THE REQUEST:
Reproduce verbatim the portion of the forum thread on power supplies from "believe, even if" to "of good luck.".

PAGE TEXT:
----------------
RT hammers any card.

On my 3070 ti, without RT i almost never get more than 200 watts. With RT I can be pulling 300 wats like it's nothing. And these numbers are not the spikes, the spikes are much much higher.
On AMD I suspect its the same or even worse.

The power comsumption increases, the spikes also increase.
For reference a 3080 can have +500 watts spikes, i can almost bet the 6800xt has similar numbers, if the PSU doesnt know or cant deal with those spikes you'll have issues.
In my humble opinion thats what happening here. If the card was faulty you wouldn't be running games and just happen to crash on RT. All you said leads to believe its a PSU problem.
 
Looking at a couple of PSU's



open to other suggestions, budget is £100

RT hammers any card.

On my 3070 ti, without RT i almost never get more than 200 watts. With RT I can be pulling 300 wats like it's nothing. And these numbers are not the spikes, the spikes are much much higher.
On AMD I suspect its the same or even worse.

The power comsumption increases, the spikes also increase.
For reference a 3080 can have +500 watts spikes, i can almost bet the 6800xt has similar numbers, if the PSU doesnt know or cant deal with those spikes you'll have issues.
In my humble opinion thats what happening here. If the card was faulty you wouldn't be running games and just happen to crash on RT. All you said leads to believe its a PSU problem.
it happens in doom at 60fps with vsync on also, it won't be hitting anything near crazy numbers like that but I am going to buy a PSU anyway to either rule it out or eat some humble pie
 
that corsair model is pretty damn good.

Cant say I know the evga model.

it happens in doom at 60fps with vsync on also, it won't be hitting anything near crazy numbers like that but I am going to buy a PSU anyway to either rule it out or eat some humble pie

believe, even if by some miraculous reason the PSU isnt the problem you're doing yourself a favor by swapping PSU's anyway.

You are bound to find problems nevertheless with that PSU paired with such a strong GPU, it's not a case of if, its a case of when.
 
I have ordered the Corsair RM750x Shift, will be here tomorrow
 
10 year warranty PSU with pretty stellar reviews.
Compare that to the 3 year warranty on your current PSU. :toast:
 
10 year warranty PSU with pretty stellar reviews.
Compare that to the 3 year warranty on your current PSU. :toast:
TBF I have had this PSU for nearly 5 years so I think I have done pretty well out of it up until now
 
Normally, PSUs last for 2+ decades. But yeah, having nothing exploded in 5 years with such a low-tier one is a sign of good luck.
----------------
PROVIDED RECORDS:
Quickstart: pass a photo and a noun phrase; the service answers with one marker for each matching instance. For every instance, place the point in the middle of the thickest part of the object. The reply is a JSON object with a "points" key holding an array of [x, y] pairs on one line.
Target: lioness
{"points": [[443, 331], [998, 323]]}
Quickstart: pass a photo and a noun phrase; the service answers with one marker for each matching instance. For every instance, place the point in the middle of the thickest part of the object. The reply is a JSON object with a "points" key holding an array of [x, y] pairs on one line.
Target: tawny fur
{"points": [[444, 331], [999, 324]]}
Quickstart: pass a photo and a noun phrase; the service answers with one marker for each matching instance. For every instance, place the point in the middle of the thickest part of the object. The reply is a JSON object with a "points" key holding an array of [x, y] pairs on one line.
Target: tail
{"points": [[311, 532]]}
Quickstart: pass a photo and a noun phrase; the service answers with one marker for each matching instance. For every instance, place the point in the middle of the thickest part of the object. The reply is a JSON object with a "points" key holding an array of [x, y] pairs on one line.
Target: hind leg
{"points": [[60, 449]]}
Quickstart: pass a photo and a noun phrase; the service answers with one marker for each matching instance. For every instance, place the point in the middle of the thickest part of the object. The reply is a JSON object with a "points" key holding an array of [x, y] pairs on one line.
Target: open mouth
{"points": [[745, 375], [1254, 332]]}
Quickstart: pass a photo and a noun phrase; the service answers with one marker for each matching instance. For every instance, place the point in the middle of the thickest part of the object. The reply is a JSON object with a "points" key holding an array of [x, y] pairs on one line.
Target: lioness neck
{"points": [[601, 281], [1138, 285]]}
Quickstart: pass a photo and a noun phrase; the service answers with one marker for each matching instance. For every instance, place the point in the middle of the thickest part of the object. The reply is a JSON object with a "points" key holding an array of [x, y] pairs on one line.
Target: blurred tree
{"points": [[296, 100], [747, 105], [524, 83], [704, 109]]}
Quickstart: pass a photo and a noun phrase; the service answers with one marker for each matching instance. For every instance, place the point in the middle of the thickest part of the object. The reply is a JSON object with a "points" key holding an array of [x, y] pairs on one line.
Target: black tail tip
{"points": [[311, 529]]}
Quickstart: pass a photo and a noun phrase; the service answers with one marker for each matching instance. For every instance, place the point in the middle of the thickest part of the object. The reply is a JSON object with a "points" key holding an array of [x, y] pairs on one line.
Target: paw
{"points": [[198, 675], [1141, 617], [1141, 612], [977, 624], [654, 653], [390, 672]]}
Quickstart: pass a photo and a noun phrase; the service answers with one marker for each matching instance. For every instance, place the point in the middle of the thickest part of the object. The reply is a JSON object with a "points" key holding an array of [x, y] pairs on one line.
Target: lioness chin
----------------
EXPECTED OUTPUT:
believe, even if by some miraculous reason the PSU isnt the problem you're doing yourself a favor by swapping PSU's anyway.

You are bound to find problems nevertheless with that PSU paired with such a strong GPU, it's not a case of if, its a case of when.
 
I have ordered the Corsair RM750x Shift, will be here tomorrow
 
10 year warranty PSU with pretty stellar reviews.
Compare that to the 3 year warranty on your current PSU. :toast:
 
10 year warranty PSU with pretty stellar reviews.
Compare that to the 3 year warranty on your current PSU. :toast:
TBF I have had this PSU for nearly 5 years so I think I have done pretty well out of it up until now
 
Normally, PSUs last for 2+ decades. But yeah, having nothing exploded in 5 years with such a low-tier one is a sign of good luck.